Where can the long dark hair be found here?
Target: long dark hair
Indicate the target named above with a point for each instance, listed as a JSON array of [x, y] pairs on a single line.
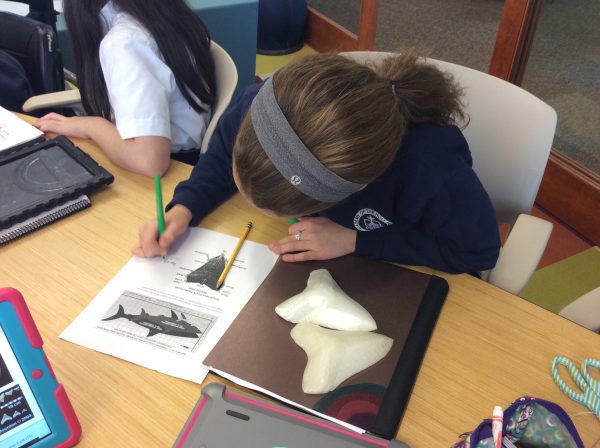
[[182, 39]]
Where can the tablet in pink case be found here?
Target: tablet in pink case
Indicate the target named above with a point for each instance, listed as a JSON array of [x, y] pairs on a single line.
[[228, 419], [35, 411]]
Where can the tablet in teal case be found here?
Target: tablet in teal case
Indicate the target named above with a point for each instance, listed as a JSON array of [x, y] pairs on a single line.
[[35, 411]]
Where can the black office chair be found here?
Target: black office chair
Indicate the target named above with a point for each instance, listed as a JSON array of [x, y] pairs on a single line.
[[34, 45]]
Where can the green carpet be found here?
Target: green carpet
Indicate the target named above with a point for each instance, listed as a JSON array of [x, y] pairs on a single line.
[[555, 286]]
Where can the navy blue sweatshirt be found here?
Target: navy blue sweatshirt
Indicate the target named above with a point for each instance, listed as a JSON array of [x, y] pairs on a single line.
[[428, 208]]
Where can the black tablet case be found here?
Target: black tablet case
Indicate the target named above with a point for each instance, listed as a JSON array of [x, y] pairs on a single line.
[[405, 303], [42, 201]]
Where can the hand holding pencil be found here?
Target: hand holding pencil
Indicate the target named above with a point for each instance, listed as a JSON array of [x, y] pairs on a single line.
[[158, 234]]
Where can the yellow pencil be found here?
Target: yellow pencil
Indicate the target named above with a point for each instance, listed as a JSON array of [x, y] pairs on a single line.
[[233, 255]]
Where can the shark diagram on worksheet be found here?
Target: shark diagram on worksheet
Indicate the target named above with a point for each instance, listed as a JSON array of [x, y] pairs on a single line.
[[165, 314]]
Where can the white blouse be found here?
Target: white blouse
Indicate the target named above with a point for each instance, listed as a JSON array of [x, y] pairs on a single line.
[[142, 91]]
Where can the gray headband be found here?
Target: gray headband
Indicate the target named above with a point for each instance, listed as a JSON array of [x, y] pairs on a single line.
[[290, 156]]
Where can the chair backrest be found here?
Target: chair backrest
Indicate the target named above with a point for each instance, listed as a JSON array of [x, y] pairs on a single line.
[[34, 45], [510, 135], [226, 77]]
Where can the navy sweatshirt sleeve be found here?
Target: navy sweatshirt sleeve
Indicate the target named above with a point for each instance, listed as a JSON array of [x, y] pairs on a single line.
[[211, 181], [428, 209], [455, 231]]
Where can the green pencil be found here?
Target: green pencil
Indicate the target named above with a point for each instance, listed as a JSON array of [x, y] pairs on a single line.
[[160, 213]]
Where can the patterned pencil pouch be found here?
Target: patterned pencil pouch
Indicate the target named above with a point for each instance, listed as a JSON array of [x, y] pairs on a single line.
[[528, 423]]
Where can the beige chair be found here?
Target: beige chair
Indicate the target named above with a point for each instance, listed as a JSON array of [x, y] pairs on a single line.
[[510, 135], [226, 77]]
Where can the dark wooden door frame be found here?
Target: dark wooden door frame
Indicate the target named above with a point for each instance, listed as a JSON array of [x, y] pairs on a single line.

- - - - -

Given problem: Rewrite all of the records above, replacing "Indicate" with "Mark" wherever it occurs and changing nothing else. Omit the picture lines.

Task output:
Where can the long dark hair be found here?
Target: long dark hair
Mark the target named above with a point for each instance, listed as a JSON array of [x, y] pairs on a single line.
[[182, 39]]
Where can the tablet in pink case be found here?
Target: tablet in pink case
Mark the target named above with a point for each instance, listed as a JSON array of [x, y] pairs on a single line.
[[228, 419], [35, 411]]
Where can the tablet in teal case be found here?
Target: tablet in teal case
Mark the target named above with a point for each instance, listed as a JSON array of [x, y] pairs on a single line.
[[35, 411]]
Where can the black office chair be found here?
Target: black office chair
Mark the target named above with a point for each instance, listed as a JSON array of [x, y] pairs on a single line.
[[34, 45]]
Where can the green carpet be found here?
Target: green carpet
Mark the target named above with a point for each instance, listed as a JSON array of [x, y] pairs on a single line.
[[555, 286]]
Where can the navy blue sweatshirt be found here?
Target: navy blue sweatshirt
Mark the target named above with a point for each instance, listed as a JSON array of [x, y] pairs on a single line.
[[428, 208]]
Where can the black tablet case be found here?
Target: black tablet case
Mark the target named above with a point for each instance, listed as a JSON array of [x, y] pairs on a single line.
[[405, 303], [42, 201]]
Where can the hand holding pencil be found here?
Target: hand holding pencil
Mark the target named above with a point for each instance, listed as a JSON array of [x, y] pairs on a single line.
[[158, 234]]
Where can the yellow pencil be found here?
Target: yellow pencil
Mark the target named above with a point for each instance, listed as a JSON array of [x, y] pairs on a single line.
[[233, 255]]
Where can the shark diagram on worksheet be found here?
Target: shark diagram on worksheet
Mark the target named above with a point for each instance, listed as a JSON array of [x, y] pairs on a single line.
[[165, 314]]
Where can the white blouse be found here?
Target: white blouse
Mark the target named above with a point for each instance, listed as a JSON array of [x, y] pairs on a single line.
[[142, 91]]
Where can the gray headband be found here?
Target: gray headband
Mark the target named above with a point for each instance, listed as a JSON array of [x, y] pairs on a single line.
[[290, 156]]
Where can the chair backrest be found here?
Target: chair backrest
Mark the target named above with a point for each instance, listed as a JSON array of [x, y] pairs on a single line.
[[34, 45], [510, 135], [226, 77]]
Where can the navy sweatshirt sleeve be found here?
Target: navy sweatshirt sleeve
Mark the target named above with a point for each instance, listed as a JSON array of [x, y] pairs on a single line.
[[211, 181], [428, 209], [455, 231]]
Where can the green pencil be found here?
Target: green pencil
Mark the target named above with a point for each instance, listed as a JSON array of [x, y] pairs on a single line.
[[160, 213]]
Where can the patterned pencil pouch be found here?
Target: patterned pencil pouch
Mark the target named above with a point for each instance, listed as a JSON array of [x, y] pairs on a single line.
[[528, 423]]
Where can the beige chair be found here?
Target: beige chair
Mark the target named above with a point for each instance, listed as a JSON array of [x, y] pairs on a single line.
[[510, 135], [226, 77]]
Where can the dark wooden door frame be found here?
Target: dark wooden door frame
Mark the target named above with a point for each instance, listed as a JSON array of [x, y] pairs on a single line.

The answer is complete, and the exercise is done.